SELECTION |
= = =

Useful means for applying local sealing force include those systems for adjusting flexible elements known in the art of crepe blade control in tissue making, in the art of slice lip control for headboxes in papermaking, and in the art of press nip control in elongated nips or extended nips known in the art of wet pressing for papermaking. As is known in these and other arts, a wide variety of force generators can be used to drive, bend, flex, move, or reposition a beam, a portion of a beam, or a slidable section in a beam. The beam supporting or holding the seal elements should be deformable or locally movable to permit a force generation means to adjust the shape or position of the beam locally to enable improved local sealing upon application of appropriate force. The deformation or profile of the seal element is determined by the profile of force applied to it or by the action of position adjustment means that determine the position or displacement of structural elements in contact with the seal element.
Locally adjustable force generators or seal element positioners are used to locally control the sealing effect of the seal element to eliminate leakage where needed. A force generator or a seal element positioner such as a position actuator is locally adjustable if there are multiple regions extending across the zone being sealed where the applied force or position of a member can be adjusted to provide a degree of profiling. There are suitably at least two separately adjustable force generators or seal element positioners, but desirably there are at least three and specifically at least five, more specifically at least 8, and more specifically at least 10 separately adjustable force generators or seal element positioning means.

= = =

COLLECTED MATERIAL |
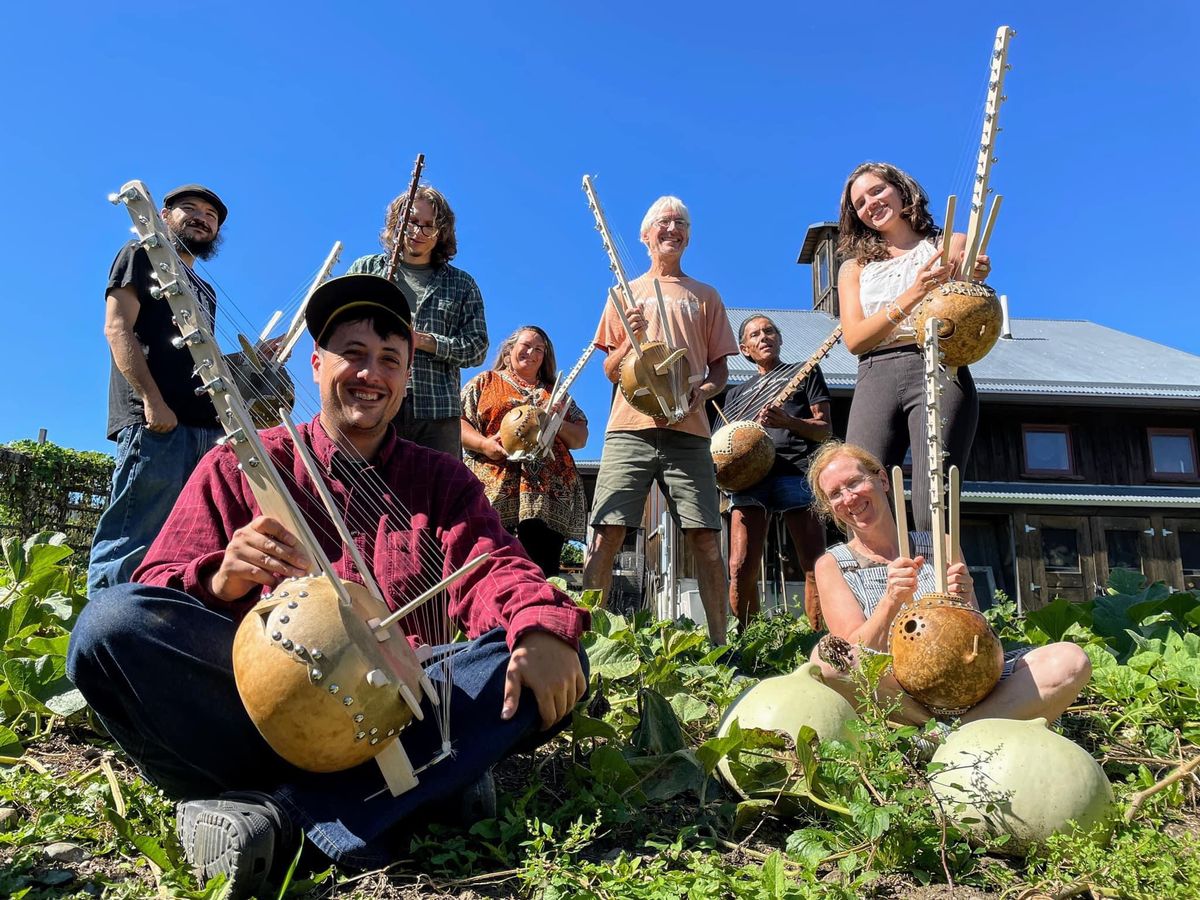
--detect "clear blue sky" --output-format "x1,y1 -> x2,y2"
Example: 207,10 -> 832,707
0,0 -> 1200,457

= = =

TASK REQUIREMENTS |
1) Check (a), (b), and (c) against the passage on local sealing force. Answer yes or no for each, quoting the deciding words of the passage: (a) At least two separately adjustable force generators or seal element positioners are suitable. (b) The beam that supports the seal elements should be rigid and fixed in place. (c) The profile of the seal element is determined only by the material it is made of.
2) Rewrite the part of the passage on local sealing force starting at "Locally adjustable force" and ending at "element positioning means.", replacing "leakage" with "seepage".

OUTPUTS FOR THE TASKS |
1)
(a) Yes: "There are suitably at least two separately adjustable force generators or seal element positioners"
(b) No: "should be deformable or locally movable"
(c) No: "is determined by the profile of force applied to it or by the action of position adjustment means that determine the position or displacement of structural elements in contact with the seal element"

2)
Locally adjustable force generators or seal element positioners are used to locally control the sealing effect of the seal element to eliminate seepage where needed. A force generator or a seal element positioner such as a position actuator is locally adjustable if there are multiple regions extending across the zone being sealed where the applied force or position of a member can be adjusted to provide a degree of profiling. There are suitably at least two separately adjustable force generators or seal element positioners, but desirably there are at least three and specifically at least five, more specifically at least 8, and more specifically at least 10 separately adjustable force generators or seal element positioning means.